» **What needs to be done**:
Give back all of the records exactly.

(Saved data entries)

Segment Open

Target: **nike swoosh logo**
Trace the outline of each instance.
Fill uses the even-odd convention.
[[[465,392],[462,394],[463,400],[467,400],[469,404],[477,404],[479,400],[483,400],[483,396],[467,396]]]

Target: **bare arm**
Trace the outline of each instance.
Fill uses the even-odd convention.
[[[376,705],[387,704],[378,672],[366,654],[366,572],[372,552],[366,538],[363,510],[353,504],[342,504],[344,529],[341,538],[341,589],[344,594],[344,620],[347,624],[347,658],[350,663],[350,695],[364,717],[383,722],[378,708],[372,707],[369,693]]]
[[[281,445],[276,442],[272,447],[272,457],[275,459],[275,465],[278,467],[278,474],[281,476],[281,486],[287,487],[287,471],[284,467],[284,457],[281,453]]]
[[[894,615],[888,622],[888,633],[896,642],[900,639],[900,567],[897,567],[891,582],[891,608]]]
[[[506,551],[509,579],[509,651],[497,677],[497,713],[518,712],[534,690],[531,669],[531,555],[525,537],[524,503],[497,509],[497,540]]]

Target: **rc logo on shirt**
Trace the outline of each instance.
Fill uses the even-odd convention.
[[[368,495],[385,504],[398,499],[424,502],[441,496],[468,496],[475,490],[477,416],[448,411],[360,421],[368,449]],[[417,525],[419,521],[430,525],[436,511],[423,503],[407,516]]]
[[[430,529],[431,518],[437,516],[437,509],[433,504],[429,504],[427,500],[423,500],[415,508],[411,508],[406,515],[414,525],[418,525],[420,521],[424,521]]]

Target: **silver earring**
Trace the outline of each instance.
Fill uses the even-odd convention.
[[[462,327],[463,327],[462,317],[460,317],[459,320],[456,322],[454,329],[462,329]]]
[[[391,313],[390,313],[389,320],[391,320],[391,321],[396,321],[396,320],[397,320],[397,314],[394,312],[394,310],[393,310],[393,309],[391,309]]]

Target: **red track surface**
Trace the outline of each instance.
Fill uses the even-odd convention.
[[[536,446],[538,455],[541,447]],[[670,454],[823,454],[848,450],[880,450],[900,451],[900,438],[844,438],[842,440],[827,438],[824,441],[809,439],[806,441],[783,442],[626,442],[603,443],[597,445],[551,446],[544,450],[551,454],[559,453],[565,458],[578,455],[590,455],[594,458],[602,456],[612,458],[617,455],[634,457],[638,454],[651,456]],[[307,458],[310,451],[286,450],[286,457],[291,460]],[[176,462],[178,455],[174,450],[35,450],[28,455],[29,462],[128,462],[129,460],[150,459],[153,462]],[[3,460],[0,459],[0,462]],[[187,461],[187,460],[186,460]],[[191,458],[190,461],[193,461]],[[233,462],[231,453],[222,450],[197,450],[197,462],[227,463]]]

Segment Closed

» **Result below**:
Target: **nike swoosh logo**
Trace the outline of each instance.
Fill uses the even-odd convention.
[[[465,392],[462,394],[463,400],[467,400],[469,404],[477,404],[479,400],[483,400],[483,396],[467,396]]]

Target: **bare arm**
Trace the outline of each instance.
Fill uses the even-odd convention.
[[[376,705],[387,704],[378,672],[366,654],[366,572],[372,552],[366,538],[363,510],[353,504],[342,504],[344,529],[341,538],[341,589],[344,594],[344,620],[347,624],[347,658],[350,663],[350,695],[364,717],[383,722],[378,708],[372,707],[369,693]]]
[[[281,445],[276,442],[272,447],[272,457],[275,459],[275,465],[278,467],[278,474],[281,476],[281,486],[287,487],[287,471],[284,467],[284,457],[281,453]]]
[[[894,615],[888,622],[888,633],[896,642],[900,639],[900,567],[897,567],[891,582],[891,608]]]
[[[506,551],[509,579],[509,651],[497,677],[497,713],[518,712],[534,690],[531,669],[531,555],[525,537],[524,503],[497,509],[497,540]]]

Target: **rc logo on shirt**
Trace the outline of each instance.
Fill uses the even-odd convention.
[[[368,495],[385,504],[398,499],[424,502],[441,496],[468,496],[475,490],[477,416],[448,411],[360,421],[368,449]],[[417,525],[419,521],[430,525],[436,511],[423,503],[407,516]]]
[[[430,529],[431,518],[437,516],[437,509],[433,504],[429,504],[427,500],[423,500],[415,508],[411,508],[406,515],[414,525],[418,525],[420,521],[424,521]]]

Target: **silver earring**
Trace the outline of each instance.
Fill uses the even-odd convention.
[[[462,327],[463,327],[462,317],[460,317],[459,320],[456,322],[454,329],[462,329]]]
[[[391,313],[390,313],[389,320],[391,320],[391,321],[396,321],[396,320],[397,320],[397,314],[394,312],[394,310],[393,310],[393,309],[391,309]]]

Target: **red track surface**
Trace the outline of each instance.
Fill uses the even-odd convention.
[[[536,446],[538,455],[541,447]],[[670,454],[823,454],[848,450],[880,450],[900,451],[900,438],[844,438],[842,440],[827,438],[824,441],[809,439],[806,441],[783,442],[626,442],[603,443],[597,445],[551,446],[544,450],[551,454],[559,453],[565,458],[578,455],[590,455],[594,458],[602,456],[612,458],[617,455],[634,457],[638,454],[651,456]],[[307,458],[310,451],[286,450],[286,457],[291,460]],[[176,462],[178,455],[174,450],[35,450],[28,455],[29,462],[128,462],[129,460],[150,459],[153,462]],[[3,460],[0,459],[0,462]],[[187,461],[187,460],[186,460]],[[191,458],[190,461],[193,461]],[[233,462],[231,453],[222,450],[197,450],[197,462],[227,463]]]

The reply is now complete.